▶ [What this task involves]
Send back every record word for word, with nothing missing.

▶ [Material to process]
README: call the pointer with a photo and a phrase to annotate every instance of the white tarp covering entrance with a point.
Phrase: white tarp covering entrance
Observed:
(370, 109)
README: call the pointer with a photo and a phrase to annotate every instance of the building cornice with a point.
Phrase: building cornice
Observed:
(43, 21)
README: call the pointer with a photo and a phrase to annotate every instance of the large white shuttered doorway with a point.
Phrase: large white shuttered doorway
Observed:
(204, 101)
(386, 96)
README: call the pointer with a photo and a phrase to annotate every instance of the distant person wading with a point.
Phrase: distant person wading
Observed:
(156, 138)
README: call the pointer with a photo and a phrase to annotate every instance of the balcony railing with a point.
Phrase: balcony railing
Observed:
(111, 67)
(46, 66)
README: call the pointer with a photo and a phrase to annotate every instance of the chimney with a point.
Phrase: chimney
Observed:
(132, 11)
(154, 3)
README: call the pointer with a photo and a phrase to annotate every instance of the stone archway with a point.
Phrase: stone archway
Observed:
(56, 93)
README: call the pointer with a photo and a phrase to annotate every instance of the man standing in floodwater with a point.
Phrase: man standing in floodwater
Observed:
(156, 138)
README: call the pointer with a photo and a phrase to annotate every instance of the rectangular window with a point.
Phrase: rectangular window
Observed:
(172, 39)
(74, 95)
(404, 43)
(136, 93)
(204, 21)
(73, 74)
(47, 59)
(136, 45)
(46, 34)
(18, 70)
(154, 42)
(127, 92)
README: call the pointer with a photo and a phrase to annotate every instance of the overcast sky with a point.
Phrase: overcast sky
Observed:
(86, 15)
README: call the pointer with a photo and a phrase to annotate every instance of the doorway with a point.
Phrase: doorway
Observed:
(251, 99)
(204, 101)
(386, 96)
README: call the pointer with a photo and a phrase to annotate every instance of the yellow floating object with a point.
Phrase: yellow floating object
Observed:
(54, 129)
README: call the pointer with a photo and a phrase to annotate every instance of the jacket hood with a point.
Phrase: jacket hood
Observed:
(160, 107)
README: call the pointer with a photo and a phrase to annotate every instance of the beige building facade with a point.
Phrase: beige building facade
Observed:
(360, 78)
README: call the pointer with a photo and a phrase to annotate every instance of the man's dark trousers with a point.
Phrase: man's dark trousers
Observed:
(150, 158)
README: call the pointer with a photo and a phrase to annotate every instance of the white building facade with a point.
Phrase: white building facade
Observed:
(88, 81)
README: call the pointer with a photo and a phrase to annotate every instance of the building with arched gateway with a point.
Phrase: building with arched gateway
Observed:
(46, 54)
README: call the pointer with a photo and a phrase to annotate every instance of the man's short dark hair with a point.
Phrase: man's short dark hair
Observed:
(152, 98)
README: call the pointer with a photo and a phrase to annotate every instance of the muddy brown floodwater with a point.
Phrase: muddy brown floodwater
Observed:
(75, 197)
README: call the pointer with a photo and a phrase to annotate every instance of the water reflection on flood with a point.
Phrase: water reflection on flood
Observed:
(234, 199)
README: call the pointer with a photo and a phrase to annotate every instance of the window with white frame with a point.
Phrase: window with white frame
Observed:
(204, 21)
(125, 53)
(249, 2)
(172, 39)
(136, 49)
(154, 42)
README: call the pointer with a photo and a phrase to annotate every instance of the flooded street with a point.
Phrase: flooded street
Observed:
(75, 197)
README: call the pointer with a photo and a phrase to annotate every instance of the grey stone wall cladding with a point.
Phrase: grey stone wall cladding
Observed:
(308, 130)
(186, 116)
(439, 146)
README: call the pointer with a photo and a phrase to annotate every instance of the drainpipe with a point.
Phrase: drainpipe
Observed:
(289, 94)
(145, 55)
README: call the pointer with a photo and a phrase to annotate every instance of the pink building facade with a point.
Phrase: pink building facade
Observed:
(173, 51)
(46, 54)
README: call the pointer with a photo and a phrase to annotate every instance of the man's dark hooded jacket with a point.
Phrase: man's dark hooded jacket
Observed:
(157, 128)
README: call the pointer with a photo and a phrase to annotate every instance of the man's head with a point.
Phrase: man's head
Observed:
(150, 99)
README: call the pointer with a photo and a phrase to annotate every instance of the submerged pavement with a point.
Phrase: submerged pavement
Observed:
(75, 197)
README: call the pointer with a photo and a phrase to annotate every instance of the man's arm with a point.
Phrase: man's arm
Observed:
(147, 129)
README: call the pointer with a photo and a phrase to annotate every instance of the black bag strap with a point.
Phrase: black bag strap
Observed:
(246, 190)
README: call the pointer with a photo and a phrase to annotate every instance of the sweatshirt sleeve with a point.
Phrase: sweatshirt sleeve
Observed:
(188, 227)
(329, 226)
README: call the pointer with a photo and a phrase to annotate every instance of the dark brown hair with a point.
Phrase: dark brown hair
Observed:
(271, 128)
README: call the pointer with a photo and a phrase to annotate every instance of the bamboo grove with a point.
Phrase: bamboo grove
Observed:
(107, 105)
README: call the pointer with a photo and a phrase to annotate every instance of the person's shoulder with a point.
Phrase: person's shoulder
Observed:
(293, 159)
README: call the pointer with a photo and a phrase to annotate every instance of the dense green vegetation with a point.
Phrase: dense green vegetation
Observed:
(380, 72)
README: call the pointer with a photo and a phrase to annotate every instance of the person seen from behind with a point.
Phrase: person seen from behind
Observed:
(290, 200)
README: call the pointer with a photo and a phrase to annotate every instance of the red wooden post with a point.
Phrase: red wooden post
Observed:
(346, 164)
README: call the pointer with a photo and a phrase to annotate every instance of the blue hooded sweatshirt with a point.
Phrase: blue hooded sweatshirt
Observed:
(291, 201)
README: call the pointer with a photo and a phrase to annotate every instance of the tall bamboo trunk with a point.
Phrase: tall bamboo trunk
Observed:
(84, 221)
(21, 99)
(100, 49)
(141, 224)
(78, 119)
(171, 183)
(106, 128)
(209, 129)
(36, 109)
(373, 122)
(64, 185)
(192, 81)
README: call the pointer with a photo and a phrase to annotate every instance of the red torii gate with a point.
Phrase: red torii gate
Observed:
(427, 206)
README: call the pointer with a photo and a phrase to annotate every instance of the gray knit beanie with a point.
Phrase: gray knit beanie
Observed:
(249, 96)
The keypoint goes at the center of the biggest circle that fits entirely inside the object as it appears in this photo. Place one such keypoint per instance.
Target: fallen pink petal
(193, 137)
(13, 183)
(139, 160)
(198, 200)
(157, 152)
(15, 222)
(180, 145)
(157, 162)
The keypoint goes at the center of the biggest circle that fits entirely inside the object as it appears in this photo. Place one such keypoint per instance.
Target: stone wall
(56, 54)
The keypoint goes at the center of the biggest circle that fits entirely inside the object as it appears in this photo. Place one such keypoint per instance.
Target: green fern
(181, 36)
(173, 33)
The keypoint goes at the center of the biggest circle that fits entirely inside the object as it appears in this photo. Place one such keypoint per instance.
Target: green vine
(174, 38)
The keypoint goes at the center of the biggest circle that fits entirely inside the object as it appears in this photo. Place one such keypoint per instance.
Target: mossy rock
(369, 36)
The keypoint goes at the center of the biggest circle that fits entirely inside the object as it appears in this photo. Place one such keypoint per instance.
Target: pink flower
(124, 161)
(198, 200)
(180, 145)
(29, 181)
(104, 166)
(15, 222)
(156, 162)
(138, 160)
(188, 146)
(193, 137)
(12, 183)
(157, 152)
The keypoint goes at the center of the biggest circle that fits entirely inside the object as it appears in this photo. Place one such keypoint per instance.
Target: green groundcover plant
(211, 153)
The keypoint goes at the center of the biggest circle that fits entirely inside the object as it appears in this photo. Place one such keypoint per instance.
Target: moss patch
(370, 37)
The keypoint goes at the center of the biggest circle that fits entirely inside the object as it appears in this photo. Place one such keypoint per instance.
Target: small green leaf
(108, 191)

▶ [Your response]
README: call the pointer with a photo and a phrase to annotate every instance of the white tarp covering entrance with a point.
Phrase: white tarp covering entrance
Observed:
(370, 109)
README: call the pointer with a photo and a phrase to annotate every instance of the building cornice with a point.
Phrase: building cornice
Observed:
(43, 21)
README: call the pointer with a photo and a phrase to annotate every instance of the large white shuttered doorway with a point.
Phrase: large white shuttered doorway
Observed:
(204, 101)
(386, 96)
README: call the pointer with a photo and a phrase to annotate every instance of the distant person wading with a point.
Phrase: distant person wading
Observed:
(156, 138)
README: call the pointer with a photo and a phrase to annotate every instance of the balcony railing with a point.
Phrase: balcony railing
Observed:
(111, 67)
(46, 66)
README: call the pointer with a photo and a phrase to annotate every instance of the chimney with a point.
Phrase: chimney
Observed:
(132, 11)
(154, 3)
README: call the pointer with a photo and a phrase to annotate every instance of the stone archway with a point.
Phrase: stone archway
Observed:
(56, 93)
README: call the pointer with a photo and a phrase to annotate every instance of the man standing in floodwater with a point.
Phrase: man standing in floodwater
Observed:
(156, 138)
README: call the pointer with a photo and a phrase to annotate every instance of the rectangular window with a point.
Phrase: rectangular window
Observed:
(172, 39)
(74, 95)
(404, 43)
(136, 93)
(204, 21)
(73, 74)
(47, 59)
(136, 45)
(46, 34)
(18, 70)
(154, 42)
(127, 92)
README: call the pointer with a photo and a phrase to annotate every instance of the overcast sky with a point.
Phrase: overcast sky
Observed:
(86, 15)
README: call the pointer with a photo and a phrase to annotate every instance of the doorway with a point.
Phrase: doorway
Observed:
(251, 99)
(204, 101)
(386, 96)
README: call the pointer with a photo and a phrase to annotate every instance of the yellow floating object with a point.
Phrase: yellow floating object
Observed:
(54, 129)
README: call the pointer with a photo and a phrase to annotate every instance of the jacket hood with a point.
Phrase: jacket hood
Observed:
(160, 107)
README: call the pointer with a photo and a phrase to annotate every instance of the beige building facade with a point.
Phrase: beige building facade
Observed:
(360, 78)
README: call the pointer with a photo and a phrase to annotate every instance of the man's dark trousers with a point.
Phrase: man's dark trousers
Observed:
(150, 158)
README: call the pointer with a photo and a phrase to annotate every instance of the white building facade with a point.
Phrase: white building facade
Observed:
(88, 81)
README: call the pointer with a photo and a phrase to annotate every instance of the building with arched gateway with a point.
Phrase: building with arched gateway
Observed:
(46, 54)
README: call the pointer with a photo and a phrase to annotate every instance of the man's short dark hair with a point.
Phrase: man's short dark hair
Observed:
(152, 98)
README: call the pointer with a photo and a phrase to annotate every instance of the muddy brown floodwater with a point.
Phrase: muddy brown floodwater
Observed:
(75, 197)
README: call the pointer with a photo and a phrase to annotate every instance of the water reflection on flood with a point.
Phrase: water reflection on flood
Observed:
(234, 199)
README: call the pointer with a photo and a phrase to annotate every instance of the window with white frame with a point.
Phrase: window with white frame
Observed:
(204, 21)
(125, 53)
(249, 2)
(172, 39)
(136, 49)
(154, 42)
README: call the pointer with a photo and a phrase to annotate every instance of the flooded street with a point.
Phrase: flooded street
Observed:
(75, 197)
README: call the pointer with a photo and a phrase to annotate every instance of the grey stone wall cladding with a point.
Phrase: grey stone wall cladding
Observed:
(308, 130)
(186, 116)
(439, 146)
README: call the pointer with a photo and a phrase to annotate every instance of the drainpipe with a point.
Phrase: drainpipe
Observed:
(289, 94)
(145, 55)
README: call the pointer with a photo and a phrase to annotate every instance of the pink building facade with a point.
Phrase: pink building facade
Observed:
(173, 51)
(46, 54)
README: call the pointer with a photo and a phrase to annotate every instance of the man's dark hooded jacket with a point.
Phrase: man's dark hooded jacket
Observed:
(157, 128)
README: call the pointer with a photo and a phrase to annotate every instance of the man's head with a point.
Phrase: man's head
Observed:
(150, 99)
README: call the pointer with a photo and a phrase to annotate every instance of the submerged pavement with a point.
Phrase: submerged pavement
Observed:
(75, 197)
README: call the pointer with a photo and a phrase to annotate every instance of the man's arm with a point.
Phrase: man's arm
Observed:
(147, 129)
README: call the pointer with a photo and a phrase to annotate every instance of the black bag strap with a point.
Phrase: black bag strap
Observed:
(246, 190)
README: call the pointer with a photo and a phrase to annotate every instance of the sweatshirt sleeve with a point.
Phrase: sweatshirt sleeve
Observed:
(188, 227)
(329, 226)
README: call the pointer with a photo and a phrase to annotate every instance of the dark brown hair with a point.
Phrase: dark brown hair
Observed:
(271, 128)
README: call the pointer with a photo and a phrase to annotate every instance of the bamboo grove with a point.
Phrase: bamboo grove
Observed:
(107, 105)
README: call the pointer with a photo and a phrase to annotate every instance of the person's shoulder with a point.
Phrase: person's shoulder
Observed:
(293, 159)
README: call the pointer with a photo and a phrase to annotate every instance of the dense green vegetation with a point.
Phrase: dense green vegetation
Observed:
(380, 72)
README: call the pointer with a photo and a phrase to annotate every instance of the person seen from behind with a point.
Phrase: person seen from behind
Observed:
(290, 200)
README: call the pointer with a photo and a phrase to annotate every instance of the red wooden post with a point.
Phrase: red wooden post
Observed:
(346, 164)
README: call the pointer with a photo and a phrase to annotate every instance of the blue hooded sweatshirt with a point.
Phrase: blue hooded sweatshirt
Observed:
(291, 201)
README: call the pointer with a photo and a phrase to annotate every instance of the tall bamboo trunk with a point.
Phrase: tall bamboo trunk
Observed:
(84, 221)
(21, 99)
(100, 49)
(141, 224)
(78, 119)
(171, 183)
(106, 128)
(209, 129)
(36, 109)
(373, 122)
(64, 185)
(192, 81)
README: call the pointer with a photo and a phrase to annotate every instance of the red torii gate with a point.
Phrase: red torii gate
Observed:
(427, 206)
README: call the pointer with a photo and a phrase to annotate every instance of the gray knit beanie with a point.
Phrase: gray knit beanie
Observed:
(249, 96)
The keypoint goes at the center of the biggest circle that fits entirely inside the object as it appears in this photo. Place one such keypoint per instance.
Target: fallen pink petal
(193, 137)
(13, 183)
(139, 160)
(198, 200)
(157, 152)
(15, 222)
(180, 145)
(157, 162)
The keypoint goes at the center of the biggest circle that fits entirely inside the object as it appears in this photo. Place one such keypoint per instance.
Target: stone wall
(56, 54)
The keypoint goes at the center of the biggest circle that fits entirely inside the object as it appears in this photo. Place one such keypoint per instance.
Target: green fern
(181, 36)
(173, 33)
The keypoint goes at the center of the biggest circle that fits entirely inside the object as it appears in this photo. Place one such keypoint per instance.
Target: green vine
(174, 38)
The keypoint goes at the center of the biggest circle that fits entirely inside the object as it appears in this photo. Place one such keypoint per instance.
Target: mossy rock
(369, 36)
The keypoint goes at the center of the biggest circle that fits entirely inside the object as it appears in this photo. Place one such keypoint per instance.
Target: pink flower
(124, 161)
(198, 200)
(180, 145)
(29, 181)
(104, 166)
(15, 222)
(156, 162)
(138, 160)
(188, 146)
(193, 137)
(12, 183)
(157, 152)
The keypoint goes at the center of the biggest circle that fits entirely inside the object as it appears in this photo. Place one such keypoint per instance.
Target: green groundcover plant
(211, 153)
The keypoint goes at the center of the biggest circle that fits entirely inside the object as it appears in this photo. Place one such keypoint per instance.
Target: moss patch
(370, 37)
The keypoint goes at the center of the biggest circle that fits entirely inside the object as it appears in this photo. Place one such keypoint per instance.
Target: small green leaf
(108, 191)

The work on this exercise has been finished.